= Data entries =

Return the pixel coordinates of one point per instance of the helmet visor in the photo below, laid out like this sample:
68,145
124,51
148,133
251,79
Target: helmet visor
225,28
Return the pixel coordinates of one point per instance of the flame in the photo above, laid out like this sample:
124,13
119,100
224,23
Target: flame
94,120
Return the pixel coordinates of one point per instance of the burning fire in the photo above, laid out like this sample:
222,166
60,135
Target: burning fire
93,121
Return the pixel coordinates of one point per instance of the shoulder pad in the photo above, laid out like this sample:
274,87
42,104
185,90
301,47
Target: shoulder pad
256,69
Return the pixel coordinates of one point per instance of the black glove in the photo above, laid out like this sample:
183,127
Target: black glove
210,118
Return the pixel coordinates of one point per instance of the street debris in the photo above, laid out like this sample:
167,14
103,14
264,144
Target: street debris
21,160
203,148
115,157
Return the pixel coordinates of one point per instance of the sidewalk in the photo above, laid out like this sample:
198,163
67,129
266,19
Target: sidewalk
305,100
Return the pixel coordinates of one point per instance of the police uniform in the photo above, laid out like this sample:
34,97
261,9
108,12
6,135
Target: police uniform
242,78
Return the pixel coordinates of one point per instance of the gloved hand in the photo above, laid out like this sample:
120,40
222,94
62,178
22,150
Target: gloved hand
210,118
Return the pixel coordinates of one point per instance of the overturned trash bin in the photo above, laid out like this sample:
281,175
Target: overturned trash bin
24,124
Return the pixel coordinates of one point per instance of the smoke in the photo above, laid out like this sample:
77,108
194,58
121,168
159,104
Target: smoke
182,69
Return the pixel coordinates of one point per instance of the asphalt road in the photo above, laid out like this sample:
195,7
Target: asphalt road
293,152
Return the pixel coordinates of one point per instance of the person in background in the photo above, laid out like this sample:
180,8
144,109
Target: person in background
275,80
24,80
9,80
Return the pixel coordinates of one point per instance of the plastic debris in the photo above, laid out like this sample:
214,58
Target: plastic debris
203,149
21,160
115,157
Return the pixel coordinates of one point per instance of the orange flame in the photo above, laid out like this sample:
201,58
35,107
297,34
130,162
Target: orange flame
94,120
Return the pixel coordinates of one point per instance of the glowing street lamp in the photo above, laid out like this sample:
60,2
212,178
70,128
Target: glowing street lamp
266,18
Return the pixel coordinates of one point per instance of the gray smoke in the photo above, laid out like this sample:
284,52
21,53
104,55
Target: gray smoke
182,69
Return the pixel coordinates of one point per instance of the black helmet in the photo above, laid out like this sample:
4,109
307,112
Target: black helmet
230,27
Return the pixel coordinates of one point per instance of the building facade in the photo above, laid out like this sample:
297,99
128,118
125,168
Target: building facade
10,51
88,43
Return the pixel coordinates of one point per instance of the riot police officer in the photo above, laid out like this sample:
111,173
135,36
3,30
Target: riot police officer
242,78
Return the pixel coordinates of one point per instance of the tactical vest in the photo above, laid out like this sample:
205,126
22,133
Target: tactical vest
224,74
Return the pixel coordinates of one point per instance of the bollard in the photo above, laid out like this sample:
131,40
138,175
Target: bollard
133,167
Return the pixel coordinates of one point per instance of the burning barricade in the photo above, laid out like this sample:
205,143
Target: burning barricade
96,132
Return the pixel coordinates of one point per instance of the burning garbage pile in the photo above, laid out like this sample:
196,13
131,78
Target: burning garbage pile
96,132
---
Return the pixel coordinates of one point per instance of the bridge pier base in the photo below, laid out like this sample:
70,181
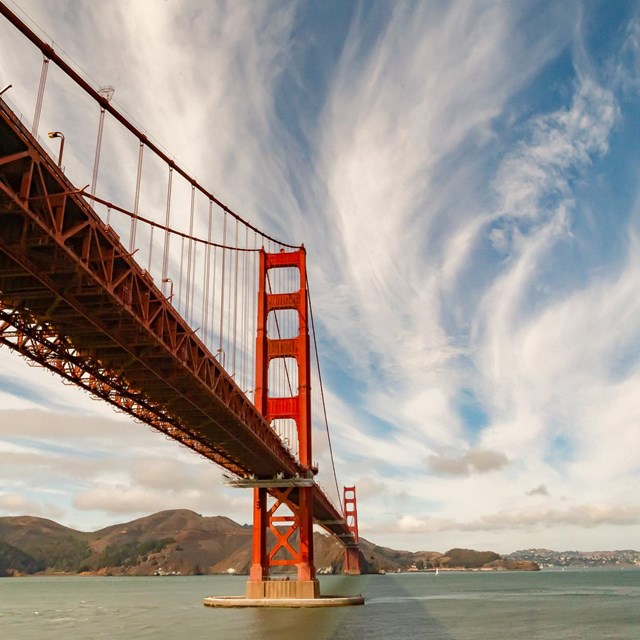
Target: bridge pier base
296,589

= Problem statement =
Pick out each line in the rows above that contains the word "police", and copy every such line in full.

= Complete response =
Return the pixel coordinates of one point per instance of the police uniform in the photo above, laid out like this sample:
Target: police uniform
Return the pixel coordinates of one point per instance of the riot police officer in the photo above, laid out like this sample:
Target: riot police officer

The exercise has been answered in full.